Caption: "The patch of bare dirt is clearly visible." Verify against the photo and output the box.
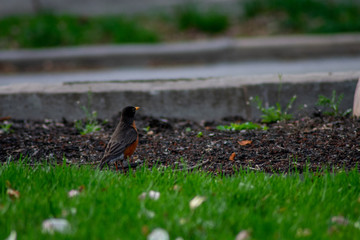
[0,116,360,174]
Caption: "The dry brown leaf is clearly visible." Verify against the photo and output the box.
[229,153,236,161]
[238,140,252,146]
[6,188,20,200]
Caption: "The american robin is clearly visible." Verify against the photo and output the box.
[99,106,139,170]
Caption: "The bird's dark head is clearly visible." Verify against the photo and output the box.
[121,106,139,124]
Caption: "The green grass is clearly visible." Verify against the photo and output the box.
[0,163,360,239]
[0,0,360,49]
[0,14,159,48]
[176,4,230,34]
[243,0,360,33]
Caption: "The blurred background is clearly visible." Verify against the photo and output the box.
[0,0,360,118]
[0,0,360,49]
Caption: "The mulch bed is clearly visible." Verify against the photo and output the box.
[0,115,360,174]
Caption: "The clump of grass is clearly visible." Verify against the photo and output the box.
[216,122,268,131]
[316,90,352,117]
[243,0,360,33]
[75,90,101,135]
[0,13,159,48]
[0,162,360,240]
[253,96,296,123]
[176,4,230,34]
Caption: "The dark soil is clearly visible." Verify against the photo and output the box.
[0,116,360,174]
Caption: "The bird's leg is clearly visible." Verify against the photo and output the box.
[115,161,119,171]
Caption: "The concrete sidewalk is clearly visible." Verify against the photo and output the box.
[0,34,360,72]
[0,72,360,120]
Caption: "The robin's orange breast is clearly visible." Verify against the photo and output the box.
[124,137,139,159]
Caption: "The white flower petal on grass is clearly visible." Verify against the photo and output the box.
[147,228,170,240]
[138,192,147,200]
[68,189,80,198]
[138,190,160,201]
[42,218,70,234]
[235,230,250,240]
[331,216,349,225]
[189,196,206,209]
[5,230,17,240]
[148,190,160,200]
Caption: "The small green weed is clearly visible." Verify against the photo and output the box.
[216,122,268,131]
[75,90,101,135]
[176,4,229,34]
[253,96,296,123]
[242,0,360,33]
[316,90,352,117]
[0,123,12,133]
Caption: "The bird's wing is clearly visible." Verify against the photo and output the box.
[100,128,138,168]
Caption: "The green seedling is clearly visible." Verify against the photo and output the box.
[316,90,352,117]
[216,122,268,131]
[143,126,150,132]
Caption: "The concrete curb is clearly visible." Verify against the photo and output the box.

------------------------------------------------------------------------

### [AIM OF THE EXERCISE]
Rewrite all the rows above as a numbered list, skipping any blank lines and leaving out the pictures.

### [TASK RESULT]
1. Caption: "The patch of bare dirt is clearly visible." Verify against the photo and output the box.
2. [0,116,360,174]
3. Caption: "The dry brown leaf is clearly visible." Verify against the photo and output the box.
4. [229,153,236,161]
5. [238,140,252,146]
6. [6,188,20,200]
7. Caption: "The american robin is clearly visible." Verify against the photo and output the box.
8. [99,106,139,170]
9. Caption: "The bird's dark head is clearly visible." Verify against the photo and output the box.
10. [121,106,139,124]
11. Caption: "The green grass is clearly visible." Verify against the photo and output the box.
12. [0,163,360,239]
13. [0,0,360,49]
14. [0,14,159,48]
15. [176,4,230,34]
16. [243,0,360,33]
17. Caption: "The blurred background is clearly visible." Verify against the photo and output the box.
18. [0,0,360,118]
19. [0,0,360,49]
20. Caption: "The mulch bed is clearly visible." Verify against the photo and output the box.
21. [0,115,360,174]
22. Caption: "The clump of grass is clearly visible." Verify against the photo and output the box.
23. [216,122,268,131]
24. [316,90,352,117]
25. [243,0,360,33]
26. [75,90,101,135]
27. [0,13,159,48]
28. [0,162,360,240]
29. [253,96,296,123]
30. [176,4,230,34]
31. Caption: "The dark soil is clearly visible." Verify against the photo and output the box.
32. [0,116,360,174]
33. Caption: "The bird's leg is clearly visible." Verify against the photo and output the box.
34. [115,161,119,171]
35. Caption: "The concrete sidewalk is clearly visible." Verify against the photo and output the box.
36. [0,34,360,72]
37. [0,72,360,120]
38. Caption: "The robin's orange breast is clearly visible." Verify against the photo and output the box.
39. [124,137,139,159]
40. Caption: "The white flower petal on grass is clearly visible." Verify against the photo and output the box.
41. [147,228,170,240]
42. [138,192,147,200]
43. [68,189,80,198]
44. [138,190,160,201]
45. [42,218,70,234]
46. [235,230,250,240]
47. [331,216,349,225]
48. [189,196,206,209]
49. [5,230,17,240]
50. [148,190,160,200]
51. Caption: "The small green weed is clearly visible." Verify against the photo and output the box.
52. [216,122,268,131]
53. [75,90,101,135]
54. [176,4,229,34]
55. [253,96,296,123]
56. [242,0,360,33]
57. [316,90,352,117]
58. [0,123,12,133]
59. Caption: "The bird's wing is clearly visible." Verify against the photo and output the box.
60. [100,128,138,168]
61. Caption: "The green seedling is clearly visible." Verify against the photo and output the box.
62. [316,90,352,117]
63. [216,122,268,131]
64. [143,126,150,132]
65. Caption: "The concrete curb is clearly visible." Verify against the photo and output the box.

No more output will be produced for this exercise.